Tasks to perform =
1: From the passage about the film My Little Sister, extract the text starting at "Hoss plays Lisa, a" and ending at "fragile physical state.".
2: Extend the passage about the film My Little Sister, beginning right after its final sentence.

Nina Hoss and Lars Eidinger, two of Germany’s preeminent acting talents, play twins coming to terms with a diagnosis of terminal illness in My Little Sister, the second narrative film by Stéphanie Chuat and Véronique Reymond. It’s a film that carries emotional power more in its moments of natural reflexiveness than the weepie genre’s more conventional emotional beats, anchored by two focused lead performances that thankfully don’t succumb to melodrama.
Hoss plays Lisa, a Berlin playwright who’s given up the stage and settled into family life in Switzerland. But her heart remains in the German capital, where her brother Sven (Eidinger) is still a leading figure in the city’s theater scene. Eidinger is basically playing an extension of himself here, as a leading player on the German stage himself, star performer of an adaptation of Hamlet at Berlin’s Schaubühne that’s been playing on and off since 2008. The blend of reality and fiction is muddied still further by the presence of Thomas Ostermaier–who directed many of Eidinger’s performances–playing Sven’s director, who is reviving Hamlet, but mulling over putting someone in front of an audience in such a fragile physical state.
That’s because Sven was recently diagnosed with an aggressive form of cancer, and the film opens with the two twins in hospital–Lisa is a bone-marrow donor, but even as lucky as Sven is to have an easily available match, the transplant could fail. As Sven’s condition worsens, Lisa whisks her brother off to Switzerland, hoping the change of scene, the mountain air will soothe his recovery. Instead, Sven is desperate to get back on stage. Lisa concedes that his absence from the theater is killing him faster than any disease.

Supplied data =

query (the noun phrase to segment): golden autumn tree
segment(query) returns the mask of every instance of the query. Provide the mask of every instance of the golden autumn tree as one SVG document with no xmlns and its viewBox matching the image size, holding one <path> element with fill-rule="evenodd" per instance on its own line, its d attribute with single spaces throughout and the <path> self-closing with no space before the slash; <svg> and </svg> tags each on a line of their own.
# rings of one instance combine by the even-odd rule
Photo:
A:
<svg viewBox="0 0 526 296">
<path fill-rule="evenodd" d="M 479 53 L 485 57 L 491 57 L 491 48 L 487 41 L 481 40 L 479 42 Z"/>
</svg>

Answers in order =
1:
Hoss plays Lisa, a Berlin playwright who’s given up the stage and settled into family life in Switzerland. But her heart remains in the German capital, where her brother Sven (Eidinger) is still a leading figure in the city’s theater scene. Eidinger is basically playing an extension of himself here, as a leading player on the German stage himself, star performer of an adaptation of Hamlet at Berlin’s Schaubühne that’s been playing on and off since 2008. The blend of reality and fiction is muddied still further by the presence of Thomas Ostermaier–who directed many of Eidinger’s performances–playing Sven’s director, who is reviving Hamlet, but mulling over putting someone in front of an audience in such a fragile physical state.

2:
But it’s not the absence of the crowd or the stage that is facilitating Sven’s demise–it’s that he is, for perhaps the first time in his life, at others’ mercy. The film is most clear-sighted at articulating that diagnoses like this makes one lose their agency, lose the right to decide a future to one’s life, lose possibilities and hopes that had always previously been constant. It’s also a period when Sven can’t escape into another character, metaphorically enforced by his various wigs that could never hope to disguise his hair loss: for now, he can only be himself.
Hoss and Eidinger are the same age and met at acting schools, and their careers have developed in peculiar parallel: both were star players at the Schaubühne in the early 2000s and came to cinema toward the end of that decade (Hoss, of course, became known for her collaborations with Berliner Christian Petzold in Yella, Barbara, and Phoenix). The film is in some way a testament to the uniqueness and strength of Lisa and Sven’s family bonds, which are never in doubt.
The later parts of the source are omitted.